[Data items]
┄┄┄┄┄┄┄┄┄┄┄┄┄┄┄┄┄┄┄┄
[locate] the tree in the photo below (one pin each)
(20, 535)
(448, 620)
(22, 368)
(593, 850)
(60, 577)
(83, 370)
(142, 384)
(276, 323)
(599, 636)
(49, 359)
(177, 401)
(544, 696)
┄┄┄┄┄┄┄┄┄┄┄┄┄┄┄┄┄┄┄┄
* STATED TASK: Please return every line of the data that contains the string "photo". Case counts.

* ANSWER FOR THIS EXERCISE:
[locate] the tree in the photo below (one pin each)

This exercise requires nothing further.